>> begin

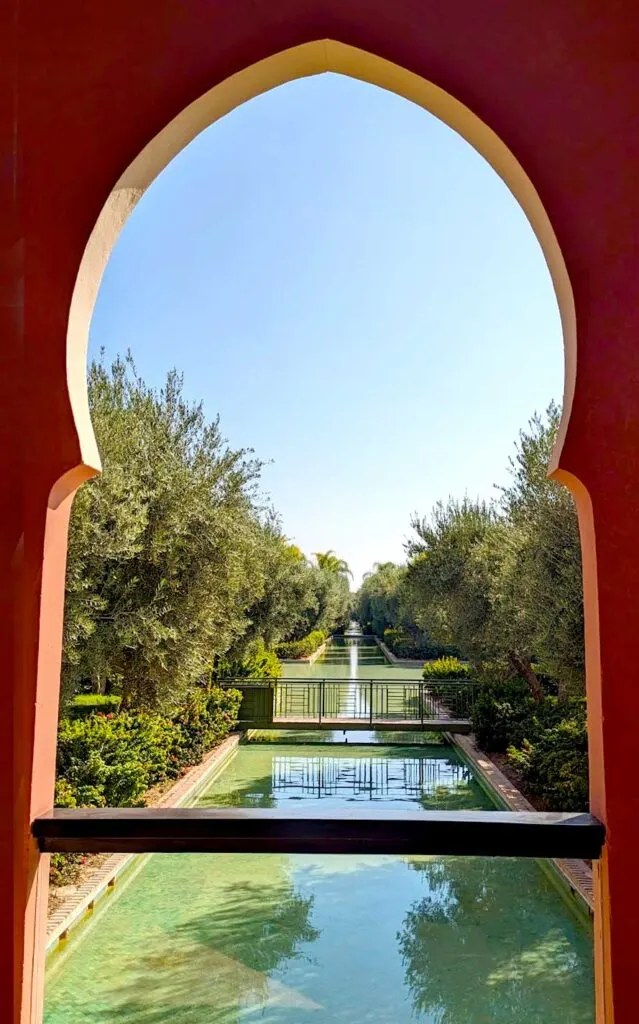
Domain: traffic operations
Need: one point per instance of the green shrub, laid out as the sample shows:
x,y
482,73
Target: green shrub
x,y
554,767
445,668
304,647
112,760
403,644
505,715
92,704
259,664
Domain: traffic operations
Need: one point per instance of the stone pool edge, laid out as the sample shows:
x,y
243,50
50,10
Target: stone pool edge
x,y
73,909
574,877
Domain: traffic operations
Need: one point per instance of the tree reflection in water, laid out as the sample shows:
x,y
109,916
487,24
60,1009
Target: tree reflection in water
x,y
478,948
219,963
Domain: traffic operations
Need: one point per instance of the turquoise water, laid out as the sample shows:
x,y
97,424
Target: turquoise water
x,y
218,939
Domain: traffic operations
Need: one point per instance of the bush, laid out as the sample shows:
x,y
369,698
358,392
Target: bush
x,y
260,664
112,760
445,668
505,715
554,767
402,644
304,647
92,704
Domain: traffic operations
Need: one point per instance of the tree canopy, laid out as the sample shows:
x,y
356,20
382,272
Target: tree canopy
x,y
175,561
500,581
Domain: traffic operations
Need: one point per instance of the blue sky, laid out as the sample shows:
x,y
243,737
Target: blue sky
x,y
355,292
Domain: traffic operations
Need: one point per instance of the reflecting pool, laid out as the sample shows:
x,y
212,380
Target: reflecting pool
x,y
218,939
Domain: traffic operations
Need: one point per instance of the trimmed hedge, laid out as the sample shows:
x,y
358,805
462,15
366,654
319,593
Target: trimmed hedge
x,y
555,766
402,644
112,760
304,647
546,741
259,664
445,668
92,704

>> end

**TO DO:**
Please collect every line of the data above that contains the word "reflecting", and copy each such line in full.

**ANSWER FOR THE TASK:**
Need: one point per instance of the reflecting pool, laid out as the sample shows:
Target: reflecting pool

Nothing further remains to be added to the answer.